# WHAT THE EXERCISE ASKS
Restate the records that follow word for word. Omit the images.
+-------+
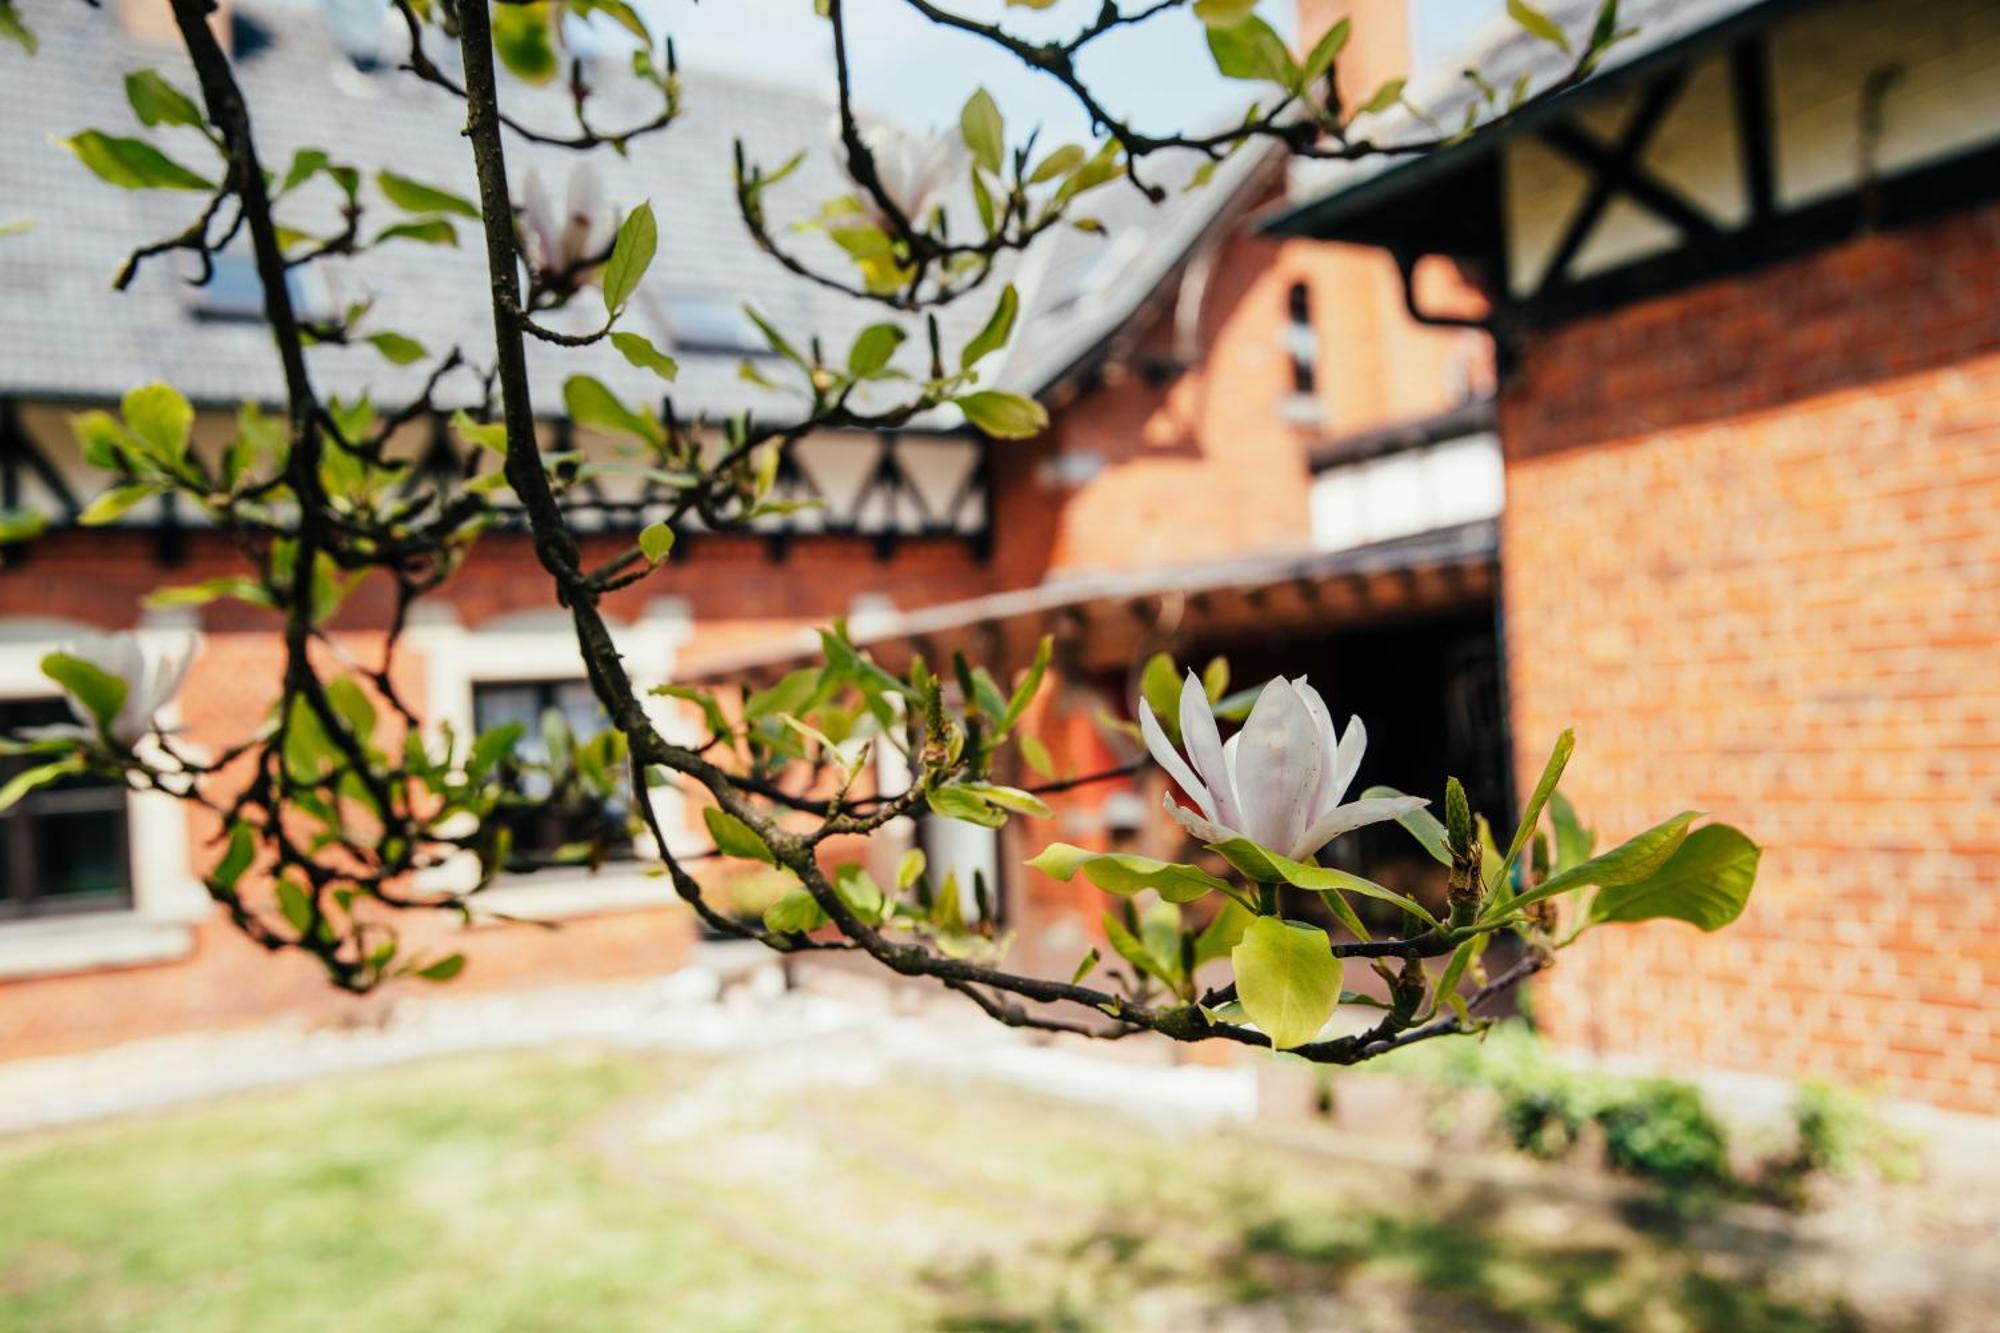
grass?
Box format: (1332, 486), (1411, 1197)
(0, 1048), (1871, 1331)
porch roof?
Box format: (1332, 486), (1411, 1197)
(678, 519), (1498, 686)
+-------+
# RESULT OF THE TASK
grass?
Box format: (1332, 486), (1411, 1197)
(0, 1048), (1871, 1331)
porch roof?
Box format: (1332, 486), (1411, 1197)
(678, 519), (1498, 686)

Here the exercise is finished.